Stored data entries
----
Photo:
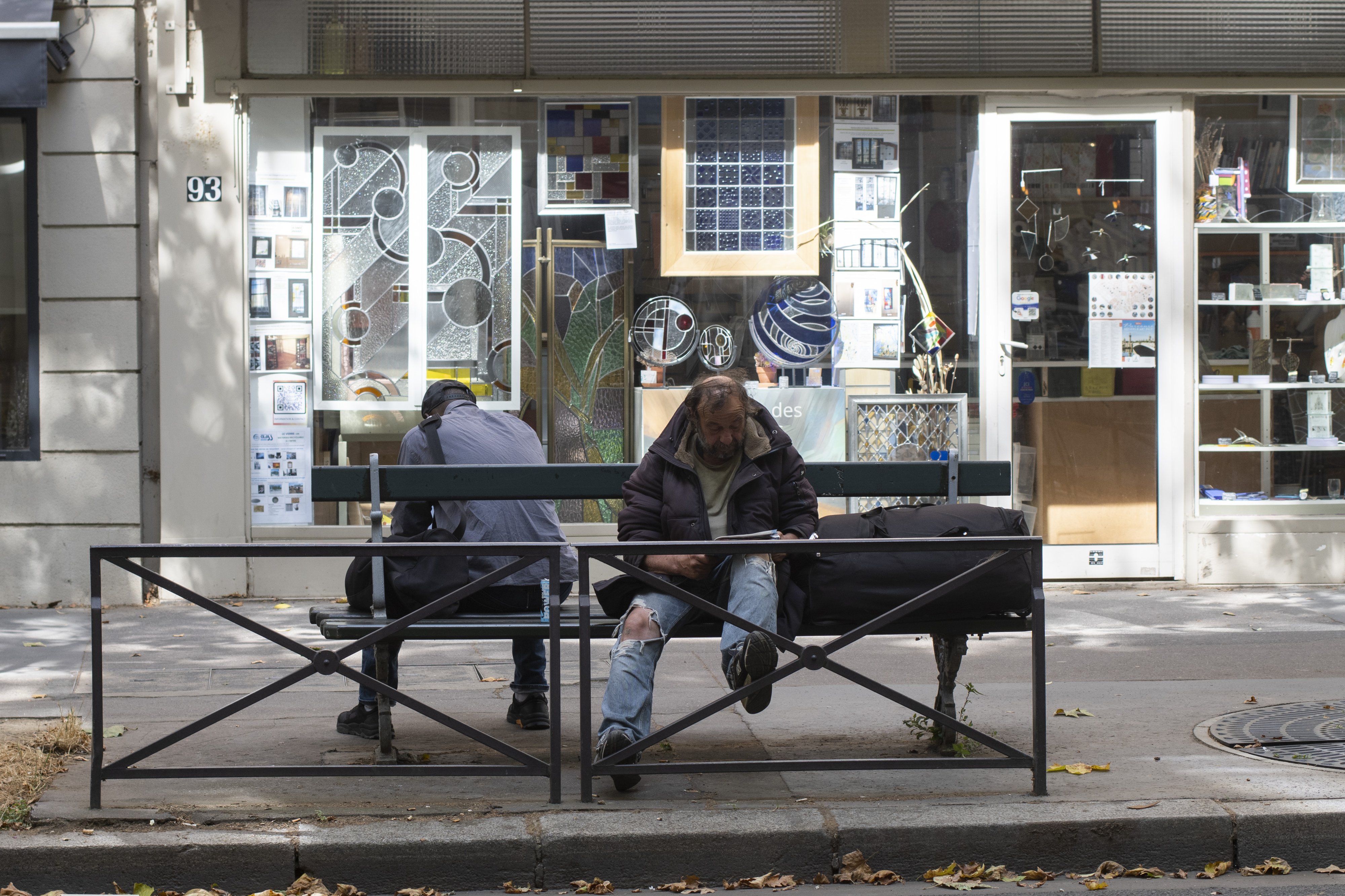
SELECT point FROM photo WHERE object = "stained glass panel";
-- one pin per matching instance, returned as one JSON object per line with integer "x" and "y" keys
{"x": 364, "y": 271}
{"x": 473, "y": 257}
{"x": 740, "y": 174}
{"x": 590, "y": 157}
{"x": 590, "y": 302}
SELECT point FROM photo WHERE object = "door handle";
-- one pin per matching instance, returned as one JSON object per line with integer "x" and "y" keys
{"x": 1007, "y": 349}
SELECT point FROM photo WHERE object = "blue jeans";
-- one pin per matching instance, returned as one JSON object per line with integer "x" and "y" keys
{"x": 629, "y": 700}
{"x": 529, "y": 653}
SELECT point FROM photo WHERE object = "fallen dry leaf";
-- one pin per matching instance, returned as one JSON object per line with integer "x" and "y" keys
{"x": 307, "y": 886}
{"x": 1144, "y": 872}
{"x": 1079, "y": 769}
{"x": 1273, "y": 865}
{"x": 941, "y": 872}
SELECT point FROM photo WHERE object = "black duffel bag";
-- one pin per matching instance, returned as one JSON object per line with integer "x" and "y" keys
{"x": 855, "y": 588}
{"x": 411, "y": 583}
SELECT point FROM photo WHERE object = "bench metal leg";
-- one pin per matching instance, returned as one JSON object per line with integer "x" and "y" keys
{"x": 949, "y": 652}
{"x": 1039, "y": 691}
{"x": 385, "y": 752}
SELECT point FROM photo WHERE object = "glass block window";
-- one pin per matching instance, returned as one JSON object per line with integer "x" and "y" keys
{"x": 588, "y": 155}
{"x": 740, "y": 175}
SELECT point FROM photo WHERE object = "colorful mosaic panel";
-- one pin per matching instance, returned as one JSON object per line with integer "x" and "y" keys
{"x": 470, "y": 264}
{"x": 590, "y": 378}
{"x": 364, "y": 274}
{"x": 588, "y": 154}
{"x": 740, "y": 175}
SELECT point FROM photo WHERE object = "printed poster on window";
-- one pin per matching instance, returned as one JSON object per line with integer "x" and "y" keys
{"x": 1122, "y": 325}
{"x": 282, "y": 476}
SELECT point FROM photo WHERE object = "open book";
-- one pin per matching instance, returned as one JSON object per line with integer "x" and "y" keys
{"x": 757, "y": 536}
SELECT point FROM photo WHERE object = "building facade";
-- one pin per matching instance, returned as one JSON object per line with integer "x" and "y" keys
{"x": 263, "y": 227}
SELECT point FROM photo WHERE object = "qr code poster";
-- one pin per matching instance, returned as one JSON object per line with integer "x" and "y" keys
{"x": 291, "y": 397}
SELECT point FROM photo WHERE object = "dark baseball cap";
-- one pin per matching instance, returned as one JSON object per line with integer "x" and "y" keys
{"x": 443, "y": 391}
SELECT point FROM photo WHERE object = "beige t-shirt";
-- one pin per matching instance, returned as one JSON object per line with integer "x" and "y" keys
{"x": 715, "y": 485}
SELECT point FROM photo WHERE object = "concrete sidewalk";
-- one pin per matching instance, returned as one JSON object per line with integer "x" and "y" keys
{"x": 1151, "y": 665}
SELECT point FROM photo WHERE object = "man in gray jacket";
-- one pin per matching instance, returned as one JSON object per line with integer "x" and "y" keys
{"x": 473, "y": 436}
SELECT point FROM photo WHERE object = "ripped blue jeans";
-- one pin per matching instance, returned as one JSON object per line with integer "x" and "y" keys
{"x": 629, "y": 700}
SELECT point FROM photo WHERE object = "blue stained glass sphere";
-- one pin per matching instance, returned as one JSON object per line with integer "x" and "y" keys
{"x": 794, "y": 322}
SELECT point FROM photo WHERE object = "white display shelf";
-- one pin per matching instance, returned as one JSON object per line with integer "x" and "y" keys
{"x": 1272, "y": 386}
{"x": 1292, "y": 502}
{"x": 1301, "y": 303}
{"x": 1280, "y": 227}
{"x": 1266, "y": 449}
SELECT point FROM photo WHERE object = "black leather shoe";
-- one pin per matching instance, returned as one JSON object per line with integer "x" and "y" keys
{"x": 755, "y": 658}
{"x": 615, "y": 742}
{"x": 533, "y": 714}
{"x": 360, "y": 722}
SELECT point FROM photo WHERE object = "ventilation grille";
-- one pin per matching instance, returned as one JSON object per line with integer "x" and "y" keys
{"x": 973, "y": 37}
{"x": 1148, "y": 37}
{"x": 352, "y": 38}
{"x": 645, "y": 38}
----
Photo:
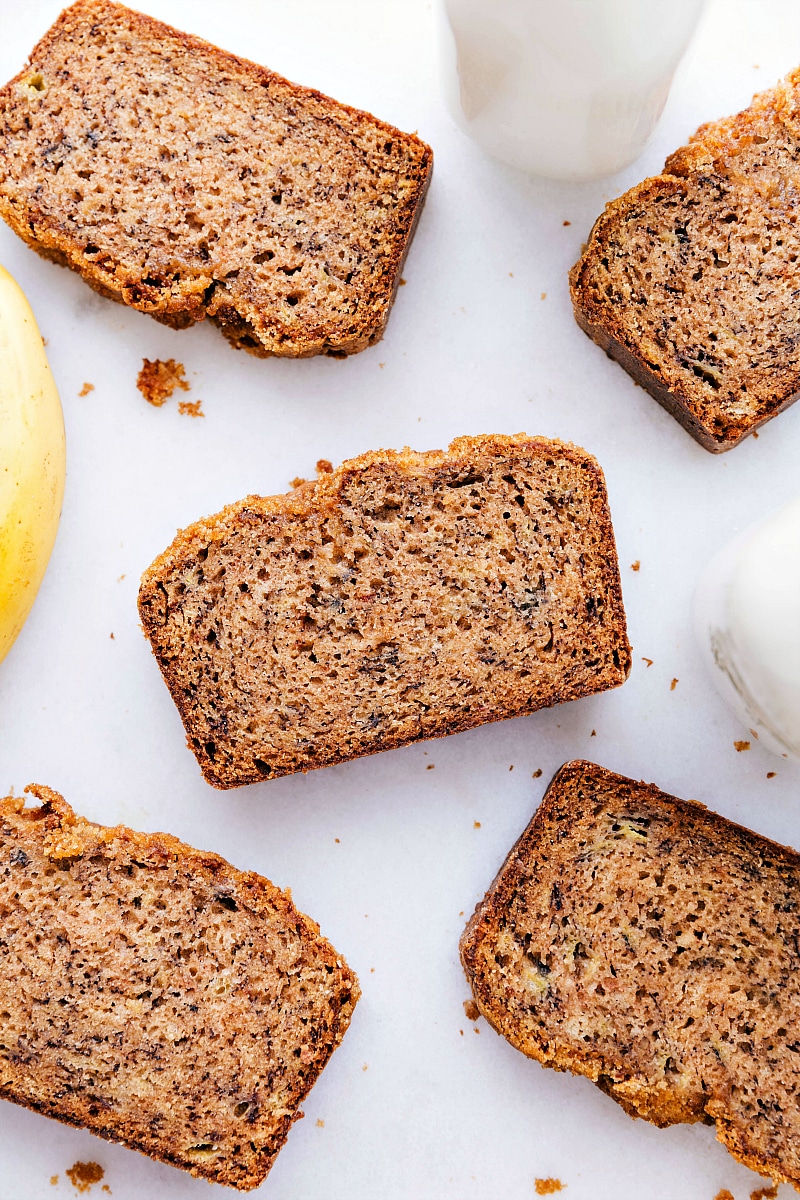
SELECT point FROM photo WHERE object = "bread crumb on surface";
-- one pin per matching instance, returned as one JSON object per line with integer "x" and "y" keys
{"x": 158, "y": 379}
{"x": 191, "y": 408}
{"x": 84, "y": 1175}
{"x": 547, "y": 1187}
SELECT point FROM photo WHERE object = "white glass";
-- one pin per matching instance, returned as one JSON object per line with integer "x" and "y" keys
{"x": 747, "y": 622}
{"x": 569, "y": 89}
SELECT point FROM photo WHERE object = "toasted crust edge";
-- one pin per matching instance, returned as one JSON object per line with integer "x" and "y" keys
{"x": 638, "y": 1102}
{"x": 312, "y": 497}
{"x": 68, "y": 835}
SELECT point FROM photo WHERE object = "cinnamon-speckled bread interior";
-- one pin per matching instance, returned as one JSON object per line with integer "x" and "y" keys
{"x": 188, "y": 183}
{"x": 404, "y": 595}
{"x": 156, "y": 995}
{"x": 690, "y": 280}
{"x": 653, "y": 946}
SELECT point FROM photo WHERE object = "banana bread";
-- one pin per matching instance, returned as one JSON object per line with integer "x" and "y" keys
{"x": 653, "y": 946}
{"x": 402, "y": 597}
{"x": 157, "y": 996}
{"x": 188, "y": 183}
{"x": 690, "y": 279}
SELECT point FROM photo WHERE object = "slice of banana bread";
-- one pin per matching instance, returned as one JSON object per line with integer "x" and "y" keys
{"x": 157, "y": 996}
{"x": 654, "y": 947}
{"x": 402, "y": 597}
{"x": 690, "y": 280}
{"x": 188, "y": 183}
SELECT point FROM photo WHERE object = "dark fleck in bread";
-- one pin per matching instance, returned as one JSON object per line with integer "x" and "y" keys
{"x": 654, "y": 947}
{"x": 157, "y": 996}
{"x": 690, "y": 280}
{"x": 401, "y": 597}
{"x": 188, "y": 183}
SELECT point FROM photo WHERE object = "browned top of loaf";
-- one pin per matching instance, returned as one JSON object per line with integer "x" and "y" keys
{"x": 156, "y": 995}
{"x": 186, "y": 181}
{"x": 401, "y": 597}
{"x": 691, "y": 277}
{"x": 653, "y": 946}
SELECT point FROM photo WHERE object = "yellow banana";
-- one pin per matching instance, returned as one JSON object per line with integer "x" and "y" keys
----
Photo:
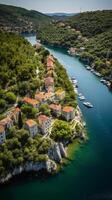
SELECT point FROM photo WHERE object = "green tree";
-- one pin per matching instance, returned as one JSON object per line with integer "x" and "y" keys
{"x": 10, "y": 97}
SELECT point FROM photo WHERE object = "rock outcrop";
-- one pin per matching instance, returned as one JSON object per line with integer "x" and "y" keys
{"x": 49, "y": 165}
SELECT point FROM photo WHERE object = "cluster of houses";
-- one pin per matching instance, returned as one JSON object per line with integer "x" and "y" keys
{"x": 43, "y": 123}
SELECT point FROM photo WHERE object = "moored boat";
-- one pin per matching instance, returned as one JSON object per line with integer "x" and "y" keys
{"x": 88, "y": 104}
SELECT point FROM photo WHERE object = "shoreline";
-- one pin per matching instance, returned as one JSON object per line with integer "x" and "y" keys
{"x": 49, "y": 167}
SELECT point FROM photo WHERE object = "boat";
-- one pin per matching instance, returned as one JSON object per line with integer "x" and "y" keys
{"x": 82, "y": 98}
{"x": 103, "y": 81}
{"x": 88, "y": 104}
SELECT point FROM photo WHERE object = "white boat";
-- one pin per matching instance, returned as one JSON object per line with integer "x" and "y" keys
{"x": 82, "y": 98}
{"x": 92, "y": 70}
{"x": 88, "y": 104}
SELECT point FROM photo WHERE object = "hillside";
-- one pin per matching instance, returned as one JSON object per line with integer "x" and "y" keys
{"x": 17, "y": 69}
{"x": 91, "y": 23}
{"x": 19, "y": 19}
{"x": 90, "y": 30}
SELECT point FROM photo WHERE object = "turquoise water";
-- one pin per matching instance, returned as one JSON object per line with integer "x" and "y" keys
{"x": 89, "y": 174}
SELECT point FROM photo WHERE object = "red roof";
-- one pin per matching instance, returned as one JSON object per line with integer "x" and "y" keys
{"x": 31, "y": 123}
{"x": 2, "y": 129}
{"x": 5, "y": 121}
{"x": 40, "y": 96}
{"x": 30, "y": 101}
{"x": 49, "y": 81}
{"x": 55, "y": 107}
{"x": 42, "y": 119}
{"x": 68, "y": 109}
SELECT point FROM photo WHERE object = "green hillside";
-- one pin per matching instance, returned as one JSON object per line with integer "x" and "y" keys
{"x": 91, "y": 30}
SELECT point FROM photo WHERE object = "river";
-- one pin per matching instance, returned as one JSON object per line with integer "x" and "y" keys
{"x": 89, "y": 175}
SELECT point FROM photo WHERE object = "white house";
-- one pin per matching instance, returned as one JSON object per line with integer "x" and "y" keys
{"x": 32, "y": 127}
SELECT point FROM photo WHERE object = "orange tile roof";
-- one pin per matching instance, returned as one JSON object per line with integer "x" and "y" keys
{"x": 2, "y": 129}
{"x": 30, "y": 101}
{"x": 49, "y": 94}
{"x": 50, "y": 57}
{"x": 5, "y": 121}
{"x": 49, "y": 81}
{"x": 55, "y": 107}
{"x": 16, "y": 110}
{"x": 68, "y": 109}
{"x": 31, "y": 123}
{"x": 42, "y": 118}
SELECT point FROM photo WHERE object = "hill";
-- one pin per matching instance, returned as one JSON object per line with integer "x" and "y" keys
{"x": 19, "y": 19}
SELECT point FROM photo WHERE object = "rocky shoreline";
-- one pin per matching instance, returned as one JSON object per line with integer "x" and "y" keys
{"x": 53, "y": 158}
----
> **WHAT THE TASK REQUIRES**
The lines above that hold "white" are the result; show every one of them.

> **ANSWER SECTION**
SELECT point FROM photo WHERE object = "white display shelf";
SELECT point FROM photo WHERE object = "white glass";
SELECT point FROM photo WHERE object = "white boat";
SELECT point FROM photo WHERE object = "white house";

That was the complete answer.